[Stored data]
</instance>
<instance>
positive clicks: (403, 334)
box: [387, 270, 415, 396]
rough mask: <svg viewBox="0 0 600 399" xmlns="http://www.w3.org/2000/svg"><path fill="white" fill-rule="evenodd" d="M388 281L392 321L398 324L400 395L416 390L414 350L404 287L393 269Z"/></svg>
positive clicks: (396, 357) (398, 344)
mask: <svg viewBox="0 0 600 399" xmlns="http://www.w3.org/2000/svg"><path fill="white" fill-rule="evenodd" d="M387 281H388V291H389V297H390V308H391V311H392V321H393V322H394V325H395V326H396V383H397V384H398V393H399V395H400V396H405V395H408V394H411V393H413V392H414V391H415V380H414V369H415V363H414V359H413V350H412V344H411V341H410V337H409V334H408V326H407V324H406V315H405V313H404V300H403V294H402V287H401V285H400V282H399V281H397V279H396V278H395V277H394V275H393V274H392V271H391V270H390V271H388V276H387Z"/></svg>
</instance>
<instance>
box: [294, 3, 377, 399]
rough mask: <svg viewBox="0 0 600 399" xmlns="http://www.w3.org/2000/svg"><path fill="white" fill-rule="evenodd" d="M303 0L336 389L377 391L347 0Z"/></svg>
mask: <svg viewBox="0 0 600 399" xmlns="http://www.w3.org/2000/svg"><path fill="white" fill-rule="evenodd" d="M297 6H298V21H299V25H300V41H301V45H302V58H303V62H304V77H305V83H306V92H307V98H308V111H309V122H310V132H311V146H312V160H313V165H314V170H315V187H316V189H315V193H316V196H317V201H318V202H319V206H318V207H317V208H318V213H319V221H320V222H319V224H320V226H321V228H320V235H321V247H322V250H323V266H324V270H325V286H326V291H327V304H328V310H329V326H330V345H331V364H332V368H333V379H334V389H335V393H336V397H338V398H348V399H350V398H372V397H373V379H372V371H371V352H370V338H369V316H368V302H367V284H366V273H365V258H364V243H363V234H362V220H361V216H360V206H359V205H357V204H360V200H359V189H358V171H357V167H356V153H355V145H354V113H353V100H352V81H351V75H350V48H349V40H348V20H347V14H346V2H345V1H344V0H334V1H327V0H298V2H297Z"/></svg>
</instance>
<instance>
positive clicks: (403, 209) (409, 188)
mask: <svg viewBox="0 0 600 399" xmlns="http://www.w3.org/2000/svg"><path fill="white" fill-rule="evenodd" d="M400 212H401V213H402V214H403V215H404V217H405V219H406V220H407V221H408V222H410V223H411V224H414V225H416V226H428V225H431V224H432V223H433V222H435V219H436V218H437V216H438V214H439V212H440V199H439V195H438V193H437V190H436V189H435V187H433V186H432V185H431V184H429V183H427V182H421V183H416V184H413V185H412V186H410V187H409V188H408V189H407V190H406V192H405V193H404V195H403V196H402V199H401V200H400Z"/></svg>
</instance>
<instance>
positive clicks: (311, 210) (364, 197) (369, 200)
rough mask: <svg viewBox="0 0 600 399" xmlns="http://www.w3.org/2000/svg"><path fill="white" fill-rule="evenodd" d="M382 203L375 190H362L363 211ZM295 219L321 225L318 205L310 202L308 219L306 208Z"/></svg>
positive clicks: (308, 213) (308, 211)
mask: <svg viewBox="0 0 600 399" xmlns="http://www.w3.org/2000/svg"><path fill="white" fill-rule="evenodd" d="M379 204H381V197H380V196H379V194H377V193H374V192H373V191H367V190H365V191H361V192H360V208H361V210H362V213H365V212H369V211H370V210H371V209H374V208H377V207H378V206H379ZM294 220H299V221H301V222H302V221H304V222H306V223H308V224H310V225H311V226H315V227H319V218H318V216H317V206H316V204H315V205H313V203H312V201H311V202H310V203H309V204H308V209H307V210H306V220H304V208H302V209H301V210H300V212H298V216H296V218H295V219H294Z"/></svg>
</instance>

• _The task_: Can you change "rough mask" to "coarse mask" in the lines from the one containing "281L392 321L398 324L400" to the one containing "positive clicks: (396, 357) (398, 344)", and write out only those lines with nothing else altered?

• _Exercise output_:
coarse mask: <svg viewBox="0 0 600 399" xmlns="http://www.w3.org/2000/svg"><path fill="white" fill-rule="evenodd" d="M388 281L392 321L398 324L400 395L416 390L414 350L404 287L393 269Z"/></svg>
positive clicks: (396, 357) (398, 344)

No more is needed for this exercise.